> _Description of the task_:
Print exactly, and only, the lines from the one containing "Query — dog's black nose" through the last line of the records below, both included; leave out the pictures.
• • •
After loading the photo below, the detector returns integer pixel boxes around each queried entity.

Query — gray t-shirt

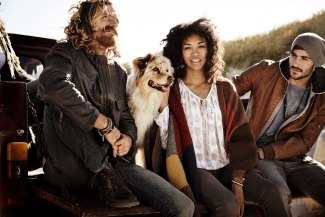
[257,83,310,147]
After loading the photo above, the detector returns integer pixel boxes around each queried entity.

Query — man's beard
[96,33,117,48]
[290,66,313,80]
[95,26,118,48]
[293,73,312,80]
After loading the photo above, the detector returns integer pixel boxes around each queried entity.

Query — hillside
[224,10,325,75]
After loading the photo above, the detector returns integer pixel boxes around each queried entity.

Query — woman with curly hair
[155,17,288,217]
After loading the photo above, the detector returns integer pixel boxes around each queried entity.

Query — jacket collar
[279,56,325,94]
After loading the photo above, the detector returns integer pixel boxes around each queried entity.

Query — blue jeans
[258,157,325,217]
[197,165,288,217]
[116,160,194,217]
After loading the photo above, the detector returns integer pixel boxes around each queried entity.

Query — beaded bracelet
[98,117,113,141]
[231,179,244,187]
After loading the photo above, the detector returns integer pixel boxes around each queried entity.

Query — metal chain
[26,91,47,155]
[26,90,78,205]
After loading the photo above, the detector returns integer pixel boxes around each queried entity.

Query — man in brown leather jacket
[37,1,194,216]
[233,32,325,216]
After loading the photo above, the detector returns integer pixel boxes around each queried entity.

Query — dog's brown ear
[133,53,153,72]
[132,53,153,82]
[170,65,175,74]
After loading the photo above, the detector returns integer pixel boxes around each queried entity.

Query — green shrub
[224,10,325,75]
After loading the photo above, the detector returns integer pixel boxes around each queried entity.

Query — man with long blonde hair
[37,0,194,215]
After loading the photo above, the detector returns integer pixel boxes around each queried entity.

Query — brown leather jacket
[233,57,325,160]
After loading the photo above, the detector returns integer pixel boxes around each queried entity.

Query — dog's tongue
[158,86,168,92]
[148,80,169,92]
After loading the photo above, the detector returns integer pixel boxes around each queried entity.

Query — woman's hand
[158,88,170,112]
[232,183,244,217]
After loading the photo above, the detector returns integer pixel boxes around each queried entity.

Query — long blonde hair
[64,0,120,57]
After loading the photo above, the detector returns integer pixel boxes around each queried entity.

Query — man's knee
[175,199,194,217]
[270,181,291,201]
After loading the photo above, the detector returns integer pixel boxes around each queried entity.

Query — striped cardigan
[152,78,258,216]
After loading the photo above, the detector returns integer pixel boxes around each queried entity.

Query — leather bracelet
[98,117,113,141]
[99,116,112,130]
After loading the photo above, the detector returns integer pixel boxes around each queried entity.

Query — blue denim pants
[197,165,289,217]
[116,160,194,217]
[258,157,325,217]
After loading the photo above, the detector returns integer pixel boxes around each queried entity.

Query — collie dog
[126,53,174,167]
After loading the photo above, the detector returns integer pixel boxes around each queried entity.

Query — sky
[1,0,325,63]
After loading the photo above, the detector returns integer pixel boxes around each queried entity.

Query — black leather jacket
[38,42,137,151]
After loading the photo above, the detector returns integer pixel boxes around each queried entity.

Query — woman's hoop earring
[177,64,184,70]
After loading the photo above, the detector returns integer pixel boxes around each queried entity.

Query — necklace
[283,83,309,120]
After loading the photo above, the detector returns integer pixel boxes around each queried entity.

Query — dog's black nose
[168,76,174,82]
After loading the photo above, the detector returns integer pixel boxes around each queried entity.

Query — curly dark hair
[161,17,225,82]
[64,0,120,57]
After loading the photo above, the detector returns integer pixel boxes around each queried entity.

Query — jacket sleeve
[219,81,258,178]
[232,60,273,96]
[37,43,99,132]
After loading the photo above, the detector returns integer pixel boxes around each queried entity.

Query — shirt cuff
[154,106,169,127]
[154,106,169,149]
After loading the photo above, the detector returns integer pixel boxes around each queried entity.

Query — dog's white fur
[126,53,174,167]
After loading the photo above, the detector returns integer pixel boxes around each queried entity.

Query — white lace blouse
[154,79,229,170]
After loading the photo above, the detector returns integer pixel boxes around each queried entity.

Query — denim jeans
[116,160,194,217]
[197,165,288,217]
[258,158,325,217]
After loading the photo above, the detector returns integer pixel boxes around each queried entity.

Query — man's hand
[113,133,132,157]
[104,126,120,156]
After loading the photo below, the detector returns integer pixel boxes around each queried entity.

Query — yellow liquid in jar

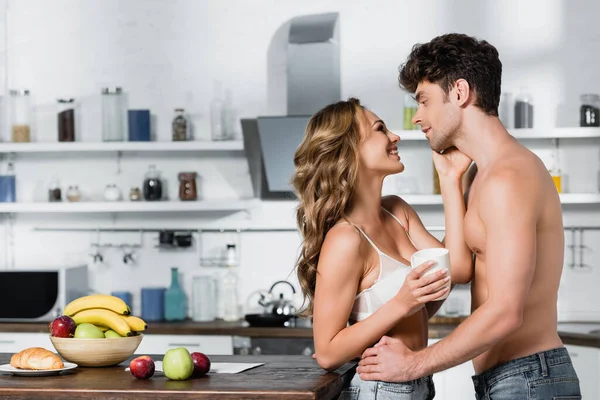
• • •
> _Task answer_:
Query — dog's black nose
[168,76,174,82]
After loading the photo above, the detector returns integer pixel boxes around each queried entity.

Query — curly dark hair
[161,17,225,82]
[64,0,120,57]
After loading the photo above, the detector returns integer pixel boxes around each queried entity.

Query — jacket sleeve
[219,81,258,178]
[232,60,273,96]
[37,43,99,132]
After loading the photo above, the detector returns integer pixel boxes around each queried entity.

Query — shirt cuff
[154,106,169,127]
[154,106,169,149]
After loading the photo above, the detector returns integer pixel boxes around each queried entity.

Query — dog's white fur
[126,53,174,167]
After loading the photo above, the detector returns integer pixel boxes around each queried entity.

Query — white lace blouse
[154,79,229,170]
After loading the photo above, the detector returns integer pixel boxes around each queried entity.

Query — denim jeans
[116,160,194,217]
[197,165,288,217]
[258,158,325,217]
After loading the photo above, the detector returns integer pixel boxes around each queried entity.

Query — man's hand
[113,133,132,157]
[104,126,120,156]
After loading the photo below, the detector returns integer pixel boxes around each queried entity.

Query — yellow liquid in jar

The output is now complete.